- _Document text_:
⟨
Did you get your beauty rest last night?
Swedish researchers say there's an important link between sleep and your physical appearance. In a study published today in the British Medical Journal, researcher John Axelsson and his team at the Karolinska Institute in Stockholm found that sleep-deprived individuals appear less healthy, more tired, and less attractive than those who have received a full night's worth of sleep.
"Sleep is the body's natural beauty treatment," Axelsson said. "It's probably more effective than any other treatment you could buy."
In the study, 23 healthy adults from ages 18 to 31 were first photographed after eight hours of sleep, wearing no makeup. The same adults were photographed again after sleeping only five hours and being kept awake for a full 31 hours, with the same lighting and camera settings.
The photos were rated by 65 untrained observers who graded the images in these three categories -- how healthy, attractive, and tired the individuals appeared. On the whole, the participants were judged to be worse-off after sleep deprivation, in all categories, and the scientists believe the effects would be even more dramatic in person, when factors like blink rate and drowsiness could be observed.
Only one photo set was publicly released from the sample, showing a young man. After sleep deprivation, his eyes seem duller and the skin under his eyes appear puffy.
While the effects in Axelsson's research were observed after severe sleep deprivation, he says his team will soon tackle whether an occasional short night of sleep can also cause problems. This experiment called for severe deprivation because the scientists wanted to maximize any effects.
"We cannot really say when the effects start ... if it's six hours or five hours, but it probably starts gradually," Axelsson said. "It's possible that you get these effects through chronic sleep deprivation as well,"
The idea of beauty rest is ingrained in popular culture, but it's apparently never been put to the test by science. Axelsson said his young daughter gave him the reason to take on the subject. She was watching the classic animated film "Sleeping Beauty" when she had a question.
⟩
- _Work task_: According to the article on sleep and appearance, how long were participants kept awake before their second photograph? The records that follow were drawn from a separate source unrelated to this article.

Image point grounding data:
⟨
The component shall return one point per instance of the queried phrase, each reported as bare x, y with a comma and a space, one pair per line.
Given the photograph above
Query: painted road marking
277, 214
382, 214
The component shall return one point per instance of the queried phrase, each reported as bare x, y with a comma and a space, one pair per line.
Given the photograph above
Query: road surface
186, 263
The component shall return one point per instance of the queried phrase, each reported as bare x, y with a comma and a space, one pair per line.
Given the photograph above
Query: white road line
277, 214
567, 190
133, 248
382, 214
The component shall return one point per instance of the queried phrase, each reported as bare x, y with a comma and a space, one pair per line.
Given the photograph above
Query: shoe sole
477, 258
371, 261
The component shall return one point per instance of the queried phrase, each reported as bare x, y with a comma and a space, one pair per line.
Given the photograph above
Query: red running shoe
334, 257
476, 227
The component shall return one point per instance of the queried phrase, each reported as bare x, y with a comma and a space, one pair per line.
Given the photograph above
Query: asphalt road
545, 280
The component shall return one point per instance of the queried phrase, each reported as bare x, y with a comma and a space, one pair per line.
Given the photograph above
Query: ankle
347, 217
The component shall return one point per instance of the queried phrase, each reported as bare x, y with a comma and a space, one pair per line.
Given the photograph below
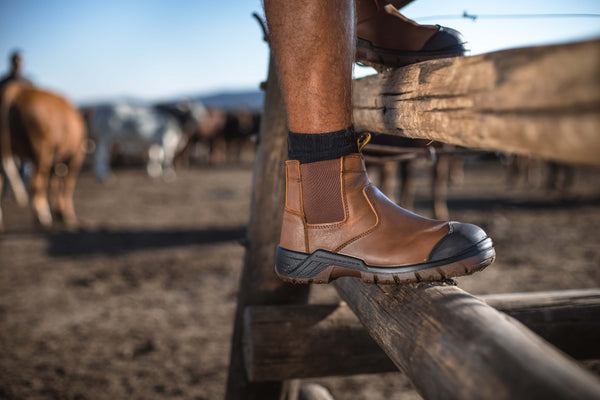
⟩
- _Task response_: A full 31 hours.